### TASK DESCRIPTION
For the records below, print the lines from the line with "x=558, y=337" through the line with "Target: tilled dirt" exactly as written; include both end lines and exclude the rest.

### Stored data
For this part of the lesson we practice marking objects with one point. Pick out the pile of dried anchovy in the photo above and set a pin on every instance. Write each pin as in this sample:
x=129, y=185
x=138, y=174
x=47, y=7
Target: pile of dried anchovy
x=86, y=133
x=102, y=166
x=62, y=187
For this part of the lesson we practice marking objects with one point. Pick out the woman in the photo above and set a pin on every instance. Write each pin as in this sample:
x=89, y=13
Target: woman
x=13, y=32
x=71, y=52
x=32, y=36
...
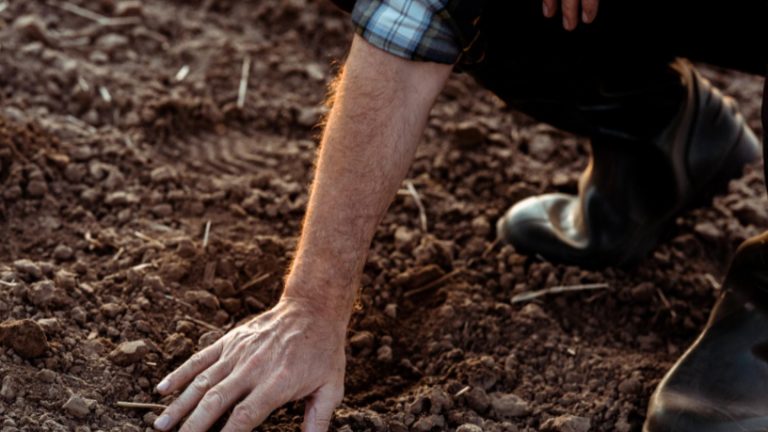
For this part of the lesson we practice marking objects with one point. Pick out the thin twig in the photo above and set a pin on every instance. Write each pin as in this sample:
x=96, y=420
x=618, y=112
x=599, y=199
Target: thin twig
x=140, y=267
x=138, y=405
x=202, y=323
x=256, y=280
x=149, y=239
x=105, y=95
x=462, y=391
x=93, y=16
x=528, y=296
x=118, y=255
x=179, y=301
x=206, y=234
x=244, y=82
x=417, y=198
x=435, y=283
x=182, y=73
---
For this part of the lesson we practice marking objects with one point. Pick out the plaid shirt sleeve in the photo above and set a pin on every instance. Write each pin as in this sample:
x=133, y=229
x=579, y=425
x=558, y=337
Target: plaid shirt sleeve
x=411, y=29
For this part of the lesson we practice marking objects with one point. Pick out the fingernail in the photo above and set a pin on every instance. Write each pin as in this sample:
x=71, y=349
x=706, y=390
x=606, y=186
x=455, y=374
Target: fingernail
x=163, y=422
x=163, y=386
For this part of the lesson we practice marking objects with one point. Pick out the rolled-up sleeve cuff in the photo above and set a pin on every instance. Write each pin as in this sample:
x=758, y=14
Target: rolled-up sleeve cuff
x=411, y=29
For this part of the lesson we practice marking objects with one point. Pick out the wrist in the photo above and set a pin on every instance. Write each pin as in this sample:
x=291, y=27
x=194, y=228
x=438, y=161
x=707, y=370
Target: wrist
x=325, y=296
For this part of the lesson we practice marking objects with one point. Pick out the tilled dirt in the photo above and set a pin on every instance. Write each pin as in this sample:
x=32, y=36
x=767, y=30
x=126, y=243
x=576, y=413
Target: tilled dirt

### TASK SOLUTION
x=558, y=337
Target: plaid shirt sleeve
x=411, y=29
For this part of the lesson we practice marking objects with one point. Pick out the fingernail in the photo above and set a pin on every instance. Write each pin as in this sample:
x=71, y=349
x=706, y=390
x=606, y=186
x=455, y=374
Target: fingernail
x=163, y=422
x=163, y=386
For this part of the lesson we practice marking objects with one point. Pick out the rolled-up sleeve cuff in the photo above and set a pin on every instance. Write each pin as in this sample:
x=758, y=14
Target: rolled-up sleeve cuff
x=411, y=29
For this part of the lesson we practice marking objects with one point. Pick out the wrist in the photo above and set a pin on every instance. Write each pin as in this sample:
x=291, y=27
x=194, y=228
x=438, y=161
x=707, y=370
Target: wrist
x=325, y=296
For this part of the lesson we practice marking objects with one point. Pick out the tilled dirt in the photo above and set a pin on every instance. Write each pin as in this sample:
x=32, y=36
x=767, y=30
x=126, y=243
x=576, y=413
Target: tilled dirt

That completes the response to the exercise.